Have Fun and Enjoy!!!!


----------



## athabaskar (Sep 8, 2010)

I'm with the Cob. It's all about quality of life, not quantity. Everything is here to be enjoyed in moderation. If you stuff enough of anything down a rats face eventually it will get a cancer. I'd rather live happy than die afraid.


----------



## northern greenhorn (Sep 8, 2010)

All of the above is true but, I'm willing to bet that you'd have more health issues from eating fast food 3 times a week, then you'd have from the same amount of smoked meats, plus it taste a helluva lot better.


----------



## jirodriguez (Sep 8, 2010)

.... also your not going to get the "carcinogens from that and the burnt outer skin and stuff and that seeping into the meat", smoking is not using high heat - smoking is generally done between 200° and 250°.


----------



## mballi3011 (Sep 8, 2010)

I think that smoking is a really good and healthy way to prepare many of the dishes we do here. Now I'm a fatter kid now that I have almost quit working and started to smoke and cooking more foods of the not so healthy but really darn tastey versions. Now the food we all make here is really tastey and alot of the fat is cooked out of the meat too. We could be doing this in the oven while letting the meat sit in a nice pool of it's own fat and greases. But grilling and smoking is much more healthier then the oven and on top of the stove anyhow.


----------



## richoso1 (Sep 8, 2010)

Bubba, welcome to the SMF. I'm not going to move your thread to roll call, this may give others a chance to chime in on your situation.

Maybe you can do a littler research on some well know Q celebs and the way they BBQ. Also consider mentioning how many of the big/great Q joints have not been shut down for health reasons.I would not be concerned about the general consensus, I would concentrate on given facts. It's all good my friend.


----------



## princess (Sep 8, 2010)

I won't cook with margarine.

I can't cook with MSG.

I think Cool Whip should be banned.

But you will have to pry my smoker from my cold dead hands. ;)

You gotta weigh the risks vs rewards and make your choices accordingly. Everything in moderation. I like bacon. I don't eat it every day.

I got a real giggle from a "wife-of-my-husband's-friend" who tried to tell me how unhealthy my food choices are. Mind you, she owns her own tanning bed, smokes a half a pack a day and drives without her seatbelt.

I think I'll be here to tell her grandkids the story. Who knows if she will be.. ;)

**Problems to work on**
A – Reproduce the passage of the forum thread on smoked meat and health starting at "## richoso1 (Sep" and ending at "princess (Sep 8, 2010)", word for word.
B – Continue the forum thread on smoked meat and health by writing what comes after its last post.
The lines after this point are from a different source.

**Source material**
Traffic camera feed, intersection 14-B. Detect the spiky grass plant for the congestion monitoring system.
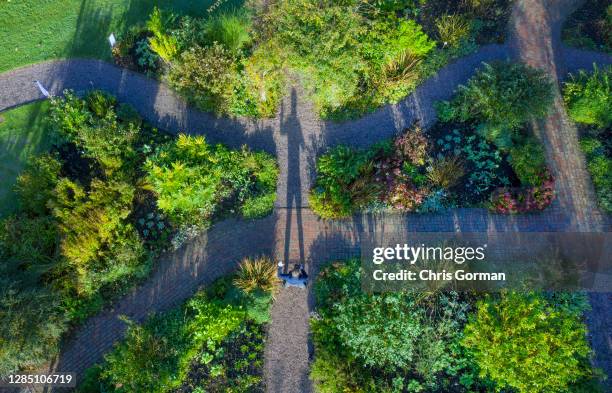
[234,257,281,296]
[427,156,465,189]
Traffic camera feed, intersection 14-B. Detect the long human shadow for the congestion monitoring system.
[279,89,305,267]
[49,117,278,381]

**Answers to the exercises**
A –
## richoso1 (Sep 8, 2010)

Bubba, welcome to the SMF. I'm not going to move your thread to roll call, this may give others a chance to chime in on your situation.

Maybe you can do a littler research on some well know Q celebs and the way they BBQ. Also consider mentioning how many of the big/great Q joints have not been shut down for health reasons.I would not be concerned about the general consensus, I would concentrate on given facts. It's all good my friend.


----------



## princess (Sep 8, 2010)

B –
-Princess

 


CowboyCook1n said:


> Hi Yall...... Im fairly new to this forum, and I dont have alot of time really to devote to this website or this manner of cooking, but i find it all very interesting, not to mention all those q views messing with my taste buds! But my wife is insisting this is not a healthy way to cook & prepare food. She seems mainly worried about using the seasoned wood chips, as I guess theres still some discrepency about that. I dont have time to research that, and shes not computer savvy.... but im getting itchn to try this and start buyin some major aresenol to do this! Can some good person out there explain this to us, esp her?  Im sure some of you men can relate to this dilemna.
> 
> I look forward to any help you can send along my (our) way.
> 
> Bubba


----------



## bbally (Sep 8, 2010)

I look at it different. First I follow the food code to stay safe.

But with regard to the diet liers whom want to stop people from eating good food.  It changes depending on what the fad is they are trying to get the money to study, and even if they are correct.......

What do you get?

Asumming you are half way healthy with good life genes you get an average extra time on earth of 1.7 years.  NOW...

The 1.7 years is not as a child playing baseball and fishin'

It is not as a teenage skinny dipping with the neighbor girl in the creek

Not as a young adult trying to rule the world

Not as a young parent enjoying raising your children

Not as an older parent watching you kids become successful adults

Not as a grand parent watching the next generation come up

Not as a elderly couple traveling together to see and explore things with the kids raised and grand children doing well

NO NOT ANY OF THOSE YEARS......

You get 1.7 years of extra time wearing adult diapers not knowing who you are or why you are in this hospital type place...

Thank you just the same..... I will just eat what I want (in moderation) and check out of this big round blue hotel on time!


----------



## scarbelly (Sep 8, 2010)

Princess said:


> I won't cook with margarine.
> 
> I can't cook with MSG.
> 
> ...


Ok can I stop laughing now - I love this post - tanning bed and half a pack a day - I think you just found my ex wife 
	

	
	
		
		



		
		
	


	





I agree with ya - pick your poisen or poisens in my case

Princess, thanks for the giggle see ya at the smoker with some bacon and sausage


----------



## nwdave (Sep 9, 2010)

I'm with BBally 100% on this one.  Being a cancer survivor, my outlook has radically changed to one of: enjoy it now, before it's too late.  Everything in moderation, of course.


----------



## alblancher (Sep 9, 2010)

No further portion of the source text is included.